Work to be completed:
Write each line out exactly, leaving none out.

Task inputs:
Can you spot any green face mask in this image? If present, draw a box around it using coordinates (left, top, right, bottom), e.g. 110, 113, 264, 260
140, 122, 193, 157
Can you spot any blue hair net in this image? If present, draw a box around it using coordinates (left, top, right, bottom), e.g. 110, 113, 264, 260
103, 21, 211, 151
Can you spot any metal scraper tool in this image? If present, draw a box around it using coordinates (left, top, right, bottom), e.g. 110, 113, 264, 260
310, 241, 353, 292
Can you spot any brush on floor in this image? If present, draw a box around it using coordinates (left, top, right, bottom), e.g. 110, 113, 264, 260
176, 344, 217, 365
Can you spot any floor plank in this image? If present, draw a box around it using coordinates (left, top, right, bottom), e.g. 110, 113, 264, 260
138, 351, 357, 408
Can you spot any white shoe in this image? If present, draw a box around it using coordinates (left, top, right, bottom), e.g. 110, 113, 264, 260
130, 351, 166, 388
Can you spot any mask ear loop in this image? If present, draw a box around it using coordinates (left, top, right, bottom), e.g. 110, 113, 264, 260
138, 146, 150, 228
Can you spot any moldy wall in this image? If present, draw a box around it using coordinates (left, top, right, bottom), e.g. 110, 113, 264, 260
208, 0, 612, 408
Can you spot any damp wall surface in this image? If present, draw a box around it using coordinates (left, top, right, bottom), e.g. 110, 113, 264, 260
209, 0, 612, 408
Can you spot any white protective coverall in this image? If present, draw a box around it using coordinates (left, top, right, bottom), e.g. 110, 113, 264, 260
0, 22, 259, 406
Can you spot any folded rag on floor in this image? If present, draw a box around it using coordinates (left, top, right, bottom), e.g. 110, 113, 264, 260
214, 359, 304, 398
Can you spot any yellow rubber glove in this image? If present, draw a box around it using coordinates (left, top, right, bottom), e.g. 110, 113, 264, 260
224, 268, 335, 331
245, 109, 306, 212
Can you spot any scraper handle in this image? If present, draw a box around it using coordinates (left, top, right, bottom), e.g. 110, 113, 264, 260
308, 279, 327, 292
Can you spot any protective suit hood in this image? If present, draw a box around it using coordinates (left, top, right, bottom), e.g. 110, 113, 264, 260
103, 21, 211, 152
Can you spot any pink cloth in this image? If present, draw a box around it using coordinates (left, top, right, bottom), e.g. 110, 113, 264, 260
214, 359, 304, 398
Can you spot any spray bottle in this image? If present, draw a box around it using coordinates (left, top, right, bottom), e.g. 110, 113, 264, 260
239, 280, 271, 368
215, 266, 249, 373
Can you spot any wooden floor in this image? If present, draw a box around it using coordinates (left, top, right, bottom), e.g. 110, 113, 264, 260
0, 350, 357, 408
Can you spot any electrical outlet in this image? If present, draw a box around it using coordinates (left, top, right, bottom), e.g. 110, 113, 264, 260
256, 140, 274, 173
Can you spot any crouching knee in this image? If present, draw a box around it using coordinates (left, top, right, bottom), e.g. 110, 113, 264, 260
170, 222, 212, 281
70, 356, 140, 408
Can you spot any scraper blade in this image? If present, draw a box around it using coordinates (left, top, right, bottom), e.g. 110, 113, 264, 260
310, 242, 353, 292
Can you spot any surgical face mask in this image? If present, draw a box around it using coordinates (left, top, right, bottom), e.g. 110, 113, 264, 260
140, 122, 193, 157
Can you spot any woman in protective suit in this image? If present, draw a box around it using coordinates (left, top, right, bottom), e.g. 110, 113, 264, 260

Output for this task:
Can you spot any green face mask in this image? If present, draw a box around it using coordinates (left, top, right, bottom), e.g. 110, 113, 264, 260
140, 122, 193, 157
Can you spot any blue hair net in this image? If present, draw a box around it using coordinates (left, top, right, bottom), e.g. 110, 113, 264, 260
103, 21, 211, 151
Can you spot any metal scraper tool in this image? If present, draw a box around it using coordinates (left, top, right, bottom), e.g. 110, 113, 264, 260
310, 241, 353, 292
Can you spot any brush on floor in this image? If present, draw a box around it using coordinates (left, top, right, bottom), e.g. 110, 113, 264, 260
176, 344, 217, 365
Can you spot any floor plank in this image? If present, draw a box around it using coordinates (left, top, right, bottom), e.g. 110, 113, 264, 260
138, 351, 357, 408
Can you spot any white shoe in this image? If present, draw a box around it using coordinates (left, top, right, bottom), e.g. 110, 113, 264, 260
130, 351, 166, 388
Can you spot any mask ear loop in this image? If present, draw a box around it using coordinates (left, top, right, bottom), e.g. 110, 113, 264, 260
138, 146, 150, 228
Can you spot any moldy wall in this image? If present, draw a box around it using coordinates (left, top, right, bottom), e.g. 110, 113, 264, 260
208, 0, 612, 408
Can you spot any damp wall surface in this image? If present, draw a box around it using coordinates (left, top, right, bottom), e.g. 110, 113, 264, 260
209, 0, 612, 408
Can you spot any white protective coverall in this image? If present, draw a box around it using coordinates (left, top, right, bottom), e.g. 110, 113, 264, 260
0, 22, 259, 406
Can you spot any folded rag on floor in this image? If present, draw a box around it using coordinates (left, top, right, bottom), e.g. 110, 113, 264, 260
214, 359, 304, 398
Can you spot any yellow rubber glove in this image? If present, draw a box around it using coordinates (left, top, right, bottom), e.g. 110, 113, 264, 260
224, 268, 335, 331
245, 109, 306, 212
Can you spot any scraper handle in this image? If present, draw a box around it using coordinates (left, top, right, bottom), e.g. 110, 113, 264, 260
308, 279, 327, 292
Can you spot any protective suit hood in this image? If present, draw a box around it using coordinates (left, top, right, bottom), e.g. 110, 113, 264, 260
103, 21, 211, 152
Can you spot any pink cloth in this image? If present, draw a box around it using coordinates (left, top, right, bottom), e.g. 110, 113, 264, 260
214, 359, 304, 398
Can you spot any spray bottle in this image? If present, draw a box around it using coordinates (left, top, right, bottom), e.g. 110, 113, 264, 260
239, 280, 271, 368
215, 266, 249, 373
Can you spot any wooden floor in this image? If present, draw a box around it using coordinates (left, top, right, bottom), e.g. 110, 113, 264, 260
0, 350, 357, 408
Can you spot any electrical outlet in this image? If present, draw a box around it using coordinates (left, top, right, bottom), e.g. 110, 113, 264, 260
256, 140, 274, 173
Can you spot any crouching knee in this image? If present, draw a box around it using coordinates (left, top, right, bottom), e.g. 110, 113, 264, 260
170, 222, 212, 281
70, 356, 140, 408
Can you spot any scraper blade in this image? If present, draw a box around it using coordinates (left, top, right, bottom), e.g. 110, 113, 264, 260
310, 242, 353, 292
Can you spot any surgical face mask in this image? If present, draw a box around it using coordinates (left, top, right, bottom), e.g. 110, 113, 264, 260
140, 122, 193, 157
Can you spot any woman in protective suit in this image? If present, draw a box around it using coordinates (left, top, right, bottom), e.g. 110, 113, 264, 260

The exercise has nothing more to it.